» **Given text**:
********

Article
Culture
Fashion
6 min read

London Fashion Week: unstitching the tension between designers and religion

Why couture turns churches into runways.
Two models stride along a catwalk of a fashion show held in a church
Orgamea, CC BY-SA 4.0, via Wikimedia Commons.

During London Fashion Week, galleries, warehouses, halls and factories transform into runways to showcase designers’ newest collections. But sometimes they choose a venue that would otherwise be unexpected for an industry-insider event- one of London’s many churches.

In some ways, the Christian chapel is a natural runway – a crowd cut in two with all eyes on a procession down the central aisle. A church wedding might be the most literal analogy- with the bridesmaids and wedding party as the models on a runway showcasing their fine gowns. But the reasons why a designer might choose a Christian venue go beyond a convenient space. 

A venue of smells, bells, fabrics and painting

The Christian Church has a rich history of materiality that other Western institutions would struggle to compete with. During the Middle Ages and the Renaissance, the Church was the main proprietor of all artistic practice. Churches commissioned painters to beautify their walls and to illustrate biblical stories in the form of triptychs and altars. Textile workers embroidered intricate patterns onto clerical vestments, and metal workers and glass makers collaborated to craft stained glass windows. The Church and art were inseparable and for many, attending church was the only way you would see these human-crafted artistic wonders. 

Church history and art history are so intertwined that even in the present day, it’s hard to be in the creative industries without some awareness of it. 

That sense of materiality is a strong reference point for many who grew up attending more traditional Catholic, Anglican or Orthodox churches, but even for those whose experience with church might involve only the occasional tour of a beautiful church in Italy or Spain. Jean Paul Gaultier, a French haute couture designer, used Catholic iconography in his 2007 show at Paris Fashion week. Each model donned a halo crafted from materials ranging from the roses, metal, feathers, jewells, pearls, gold and yes- even stained glass. Some models carried what looked like hymnals, and a few were even wearing the image of Virgin Mary or Jesus printed onto a veil or fitted dress. 

Andrew Bolton, curator of the 2017 exhibit Heavenly Bodies at the Metropolitan Museum of Art, said “what we call the Catholic imagination” has “engaged artists and designers and shaped their approach to creativity.” Regardless of personal belief, Bolton believes “Beauty has often been a bridge between believers and unbelievers.” 

Beyond materiality, the history of Christianity has given us much of the language and concepts by which we think through some of life’s biggest questions. Even if you have never thought of yourself as religious, you will have come into contact with ideas of creation, sin, and redemption that come from the Christian Faith. 

At a fashion show, the designer is Creator and his models walk across the runway to showcase his creations. The crowd may be just as religiously devoted to him as church goers are to their god. A church is the natural venue for a designer who thinks himself worthy of that kind of attention. 

A church-made-runway is a symbol of designer as god- god of their own creations, their brand, and perhaps the future of fashion itself. By taking on religious iconography, designers become the centre of glory- at least for the 45 minute runtime of the show. 

Sometimes, like Gaultier, they feel inspired by the church’s rich iconography. At other times, like McQueen- they are upset at a world created by people who take advantage of power and use religion against others.

********

» **Supplied entries**:
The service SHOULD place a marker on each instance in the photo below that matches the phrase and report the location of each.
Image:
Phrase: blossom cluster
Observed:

********

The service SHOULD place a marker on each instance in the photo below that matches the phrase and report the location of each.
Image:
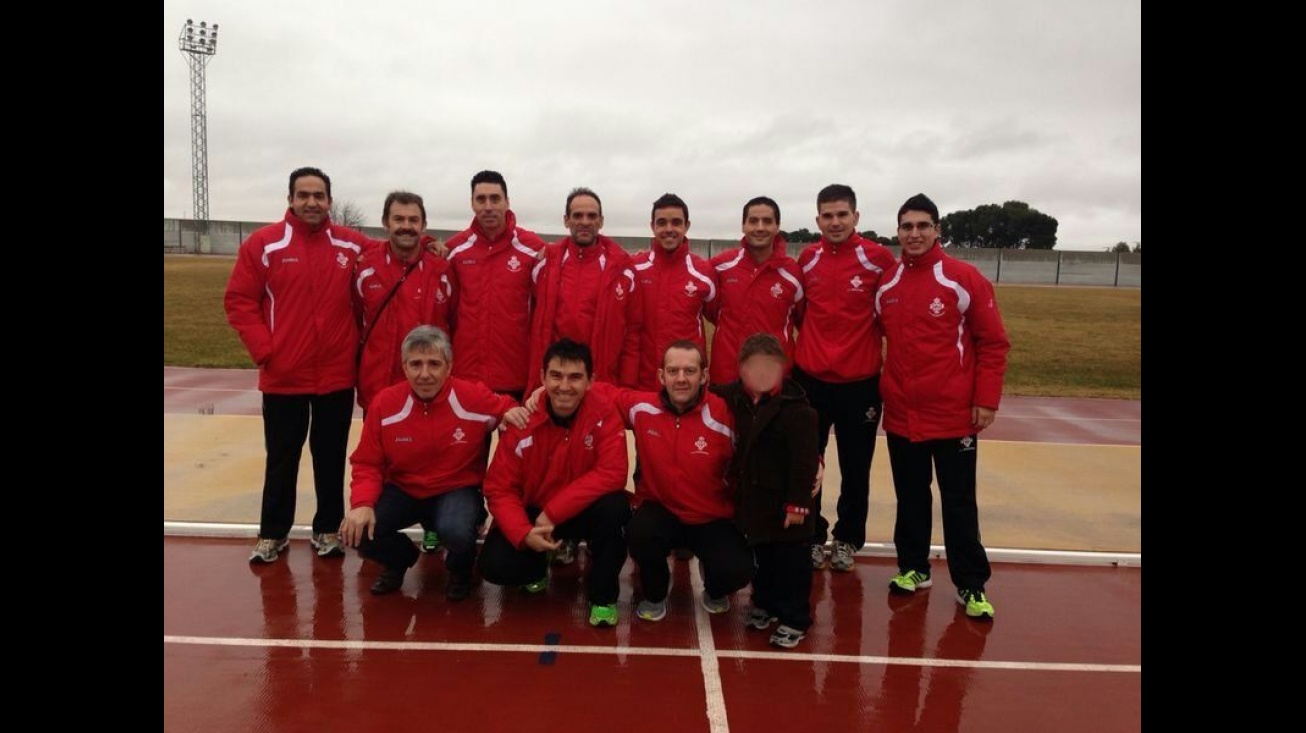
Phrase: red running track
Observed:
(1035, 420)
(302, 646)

********

Resume the article about designers staging fashion shows in churches, continuing it from its final sentence.

Subverting religious ideas 

But using the language of Christianity is often about more than co-opting it for a designer’s own glory. It’s often also about subverting the symbolism of religion - to make statements about the hypocrisy or limitations of religion on individuals. 

One of the most famous shows at London Fashion Week was the 1996 Alexander McQueen Dante at Christ Church in Spitalfields, East London. Based on the Christian-inspired Dante’s Divine Comedy, the collection featured a combination of photographs taken during the Vietnam war, bold takes on men’s tailoring, and black crucifiction-adorned eye masks borrowed from the work of photographer Joel-Peter Witkin. According to McQueen, “religion has caused every war in the world, which is why I showed it in a church.” Other more recent shows at churches include Dilara Findikoglu's show in 2018 at St. Andrew’s Holborn which dressed models in devil-inspired costumes and Julien McDonald’s show at Southwark Cathedral in 2019 which was heavily criticised for bringing revealing clothes into a sacred space. 

McQueen and other designers use their shows in churches to question its integrity. Many who have experienced hurt in the church or from Christians in their personal lives resonate with these fashion statements. 

Fashion’s subversion of religious ideas cuts to a core tension many of us experience. I have always felt drawn to Christian ideas. I love the idea that God created humans in his image to “do his handiwork.” Such creativity has fueled human endeavours as famous as Michel Angelo’s Sistine Chapel and as ordinary as my personal wardrobe. And that a loving heavenly Father sacrificed himself to redeem the world and restore creation-it is an extraordinary thought.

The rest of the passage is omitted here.